• Excerpted text:
◆ ◆ ◆

As IoT devices explode in number, SIM technology needs to shrink in both size and price

SIM cards

The SIM card, or subscriber identity module, is nobody’s idea of glamorous or cutting-edge technology: a fiddly plastic rectangle-cum-square that requires the tricky procurement and juggling of paperclips, staples or even stud earrings to eject.

When they’re not being fumbled in and out of mobile devices, SIM cards are generally forgotten about — a modest, background technology responsible for authenticating subscribers on a mobile network, setting up a new phone or upgrading a mobile device.

However, as we march toward a world of increasingly-connected people, devices and machines in the Internet of things (IoT), SIM technology will become critical. This is especially true of two recent advances in SIM technology: embedded SIM (eSIM) and integrated SIM (iSIM).

eSIM and iSIM: Drivers of innovation and opportunity

Think of eSIM and iSIM as siblings: two distinct individuals with many shared traits—but also some important differences.

eSIM and iSIM are technologies for authenticating subscribers and devices on mobile networks. eSIM was the initial innovation, based on the open, vendor-neutral standard developed by the GSMA. iSIM is a more recent development and hasn’t been declared a standard as yet, but it already enjoys broad industry support.

Industry support for iSIM was a key point that emerged when I spoke recently with Gary Waite, a systems architect for the GSMA and an expert on next-generation SIM standards.

“Most of the industry is actively supporting efforts to establish iSIM as a standard,” Waite said about the iSIM standards setting process. “They realize that you have more chance of success if you have a common way of doing this, rather than everybody creating their own proprietary solutions.”

Anyone got a SIM removal tool?

To understand the relationship between eSIM and iSIM it’s helpful to understand why the eSIM standard emerged in the first place.

eSIM evolved as an alternative to traditional SIM technology. Legacy SIMs are based on the familiar, removable cards that we’ve all seen (and probably dropped) at some point.

Updating millions of physical SIM cards in the Internet of Things wouldn’t just be a challenge, it’d be almost impossible.

Cellular network providers use SIM cards to store profiles that authenticate a device for use on the provider’s network, and to provide secure identification and storage, among other functions.

Traditional SIM cards are everywhere; there are countless millions active on mobile networks today. Yet despite their ubiquity, they are not without design constraints. SIM cards must be physically swapped when their host device changes networks — and who carries around a SIM removal tool anyway?

A 3D representation of an embedded or integrated SIM card. Illustration only.

◆ ◆ ◆

• Provided records:
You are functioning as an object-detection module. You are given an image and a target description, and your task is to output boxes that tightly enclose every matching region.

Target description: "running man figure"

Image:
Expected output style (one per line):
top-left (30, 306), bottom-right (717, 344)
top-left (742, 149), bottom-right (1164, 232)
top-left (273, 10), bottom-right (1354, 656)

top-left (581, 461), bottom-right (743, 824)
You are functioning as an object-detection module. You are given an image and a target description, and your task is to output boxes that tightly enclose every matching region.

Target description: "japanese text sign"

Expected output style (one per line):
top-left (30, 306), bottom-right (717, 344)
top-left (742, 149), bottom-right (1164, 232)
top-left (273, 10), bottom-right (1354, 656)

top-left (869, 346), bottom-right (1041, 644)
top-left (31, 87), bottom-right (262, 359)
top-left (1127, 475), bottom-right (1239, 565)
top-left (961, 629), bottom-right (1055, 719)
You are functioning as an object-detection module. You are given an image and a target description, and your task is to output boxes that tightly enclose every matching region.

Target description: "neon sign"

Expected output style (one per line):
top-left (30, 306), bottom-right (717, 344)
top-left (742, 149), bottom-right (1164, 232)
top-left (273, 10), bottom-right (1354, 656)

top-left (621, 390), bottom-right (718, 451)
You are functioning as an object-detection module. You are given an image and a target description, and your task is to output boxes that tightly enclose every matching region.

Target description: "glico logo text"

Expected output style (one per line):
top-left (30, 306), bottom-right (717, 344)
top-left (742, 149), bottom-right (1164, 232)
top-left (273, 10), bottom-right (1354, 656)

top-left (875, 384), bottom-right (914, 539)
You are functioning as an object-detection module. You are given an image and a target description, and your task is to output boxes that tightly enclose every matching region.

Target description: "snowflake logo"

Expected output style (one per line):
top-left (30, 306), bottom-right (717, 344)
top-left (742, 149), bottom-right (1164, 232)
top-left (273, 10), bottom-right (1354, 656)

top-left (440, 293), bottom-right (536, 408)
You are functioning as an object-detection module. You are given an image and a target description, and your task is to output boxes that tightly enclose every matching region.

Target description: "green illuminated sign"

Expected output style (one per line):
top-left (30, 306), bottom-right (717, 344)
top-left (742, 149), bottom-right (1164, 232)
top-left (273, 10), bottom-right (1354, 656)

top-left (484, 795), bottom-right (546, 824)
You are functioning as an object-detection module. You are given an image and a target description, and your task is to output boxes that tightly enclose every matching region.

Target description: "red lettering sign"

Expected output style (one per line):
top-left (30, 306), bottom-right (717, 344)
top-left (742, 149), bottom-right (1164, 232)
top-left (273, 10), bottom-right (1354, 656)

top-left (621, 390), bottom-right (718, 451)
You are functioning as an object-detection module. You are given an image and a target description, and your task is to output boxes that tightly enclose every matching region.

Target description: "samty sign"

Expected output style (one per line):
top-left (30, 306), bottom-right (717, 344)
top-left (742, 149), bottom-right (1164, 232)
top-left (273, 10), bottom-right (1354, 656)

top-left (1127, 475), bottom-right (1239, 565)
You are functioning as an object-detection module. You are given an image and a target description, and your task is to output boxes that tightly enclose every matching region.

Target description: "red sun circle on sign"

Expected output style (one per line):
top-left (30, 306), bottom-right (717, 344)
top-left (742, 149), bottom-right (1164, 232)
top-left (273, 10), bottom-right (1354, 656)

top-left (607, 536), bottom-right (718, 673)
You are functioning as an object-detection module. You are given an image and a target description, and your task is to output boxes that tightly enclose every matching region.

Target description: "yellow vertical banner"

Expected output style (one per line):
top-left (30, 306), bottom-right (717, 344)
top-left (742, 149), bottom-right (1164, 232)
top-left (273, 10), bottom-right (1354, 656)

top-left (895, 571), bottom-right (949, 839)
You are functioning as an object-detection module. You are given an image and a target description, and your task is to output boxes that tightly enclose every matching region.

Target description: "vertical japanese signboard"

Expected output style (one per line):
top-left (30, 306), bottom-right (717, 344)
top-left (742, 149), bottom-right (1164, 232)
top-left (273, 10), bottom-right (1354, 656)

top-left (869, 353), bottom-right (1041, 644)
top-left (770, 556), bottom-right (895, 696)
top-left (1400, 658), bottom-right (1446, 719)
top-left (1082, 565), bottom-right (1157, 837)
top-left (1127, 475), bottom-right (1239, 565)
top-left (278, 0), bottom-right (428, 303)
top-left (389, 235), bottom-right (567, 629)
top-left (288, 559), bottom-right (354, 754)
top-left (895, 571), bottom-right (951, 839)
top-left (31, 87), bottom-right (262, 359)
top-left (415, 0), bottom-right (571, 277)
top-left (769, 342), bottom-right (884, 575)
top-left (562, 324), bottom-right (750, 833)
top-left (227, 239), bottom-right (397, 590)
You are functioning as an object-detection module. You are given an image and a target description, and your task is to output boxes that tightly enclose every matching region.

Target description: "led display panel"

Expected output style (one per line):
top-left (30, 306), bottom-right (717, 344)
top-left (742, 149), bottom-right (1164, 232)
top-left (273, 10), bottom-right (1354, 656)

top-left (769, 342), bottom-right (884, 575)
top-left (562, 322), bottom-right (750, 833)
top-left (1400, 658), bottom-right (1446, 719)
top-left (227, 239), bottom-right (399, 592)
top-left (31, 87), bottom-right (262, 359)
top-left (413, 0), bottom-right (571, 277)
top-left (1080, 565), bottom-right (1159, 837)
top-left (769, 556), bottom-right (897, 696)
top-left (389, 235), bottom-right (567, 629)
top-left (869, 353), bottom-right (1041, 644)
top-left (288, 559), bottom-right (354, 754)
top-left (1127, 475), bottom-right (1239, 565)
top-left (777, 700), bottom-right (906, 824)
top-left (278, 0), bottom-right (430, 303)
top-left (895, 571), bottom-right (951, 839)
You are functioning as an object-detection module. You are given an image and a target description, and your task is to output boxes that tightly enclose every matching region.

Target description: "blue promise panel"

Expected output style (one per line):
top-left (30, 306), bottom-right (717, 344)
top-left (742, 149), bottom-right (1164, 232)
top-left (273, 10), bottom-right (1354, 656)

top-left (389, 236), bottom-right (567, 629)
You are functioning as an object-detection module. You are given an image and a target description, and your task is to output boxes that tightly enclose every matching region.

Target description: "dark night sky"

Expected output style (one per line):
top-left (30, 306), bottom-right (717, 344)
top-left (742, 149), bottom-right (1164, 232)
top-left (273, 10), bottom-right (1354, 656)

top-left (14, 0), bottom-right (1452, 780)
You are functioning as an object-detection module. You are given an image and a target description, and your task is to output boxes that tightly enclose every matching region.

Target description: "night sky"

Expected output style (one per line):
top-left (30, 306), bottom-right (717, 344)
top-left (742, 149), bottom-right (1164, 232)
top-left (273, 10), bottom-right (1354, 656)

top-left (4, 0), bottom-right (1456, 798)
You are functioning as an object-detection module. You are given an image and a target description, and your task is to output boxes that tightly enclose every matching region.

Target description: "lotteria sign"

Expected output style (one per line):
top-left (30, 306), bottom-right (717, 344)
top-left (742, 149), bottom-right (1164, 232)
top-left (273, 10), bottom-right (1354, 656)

◆ ◆ ◆

• What to do:
**1.** Answer from the SIM card article:
(a) What does SIM stand for?
(b) Which organization developed the standard that eSIM is based on?
(c) What position does Gary Waite hold?
**2.** Transcribe the stretch of the SIM card article from "When they’re not" through "a mobile device.".
**3.** Pick up the SIM card article after its last line and continue writing it.
The records have no connection to the SIM card article.

• Outputs in order:
**1.**
(a) Subscriber identity module
(b) The GSMA
(c) Systems architect for the GSMA

**2.**
When they’re not being fumbled in and out of mobile devices, SIM cards are generally forgotten about — a modest, background technology responsible for authenticating subscribers on a mobile network, setting up a new phone or upgrading a mobile device.

**3.**
Improving on SIM card design

As the IoT market matures and many millions of additional IoT devices flood the market, this physical constraint becomes more difficult and expensive to accommodate. According to market research firm IoT Analytics, the number of IoT devices on the market will grow to 10 billion by 2020 and 22 billion by 2025. While swapping a smartphone’s SIM card before travelling overseas is an inconvenience for consumers, it’s debilitating for a business that could easily have thousands of IoT devices throughout the enterprise.

Additional detail on the challenges associated with physical SIM cards include: 

  • Size. As IoT and connected consumer devices continue to shrink, a physical SIM card occupies a relatively larger proportion of a device. This creates a design challenge for device makers that may need that space for an important feature. 
  • Management. Organizations that manage inventories of mobile devices must purchase, track and manage every SIM card under its control. The cost and logistical complexity of physically doing this makes SIM card technology untenable for deploying large numbers of devices—such as in industrial IoT, IoT logistics or smart cities applications.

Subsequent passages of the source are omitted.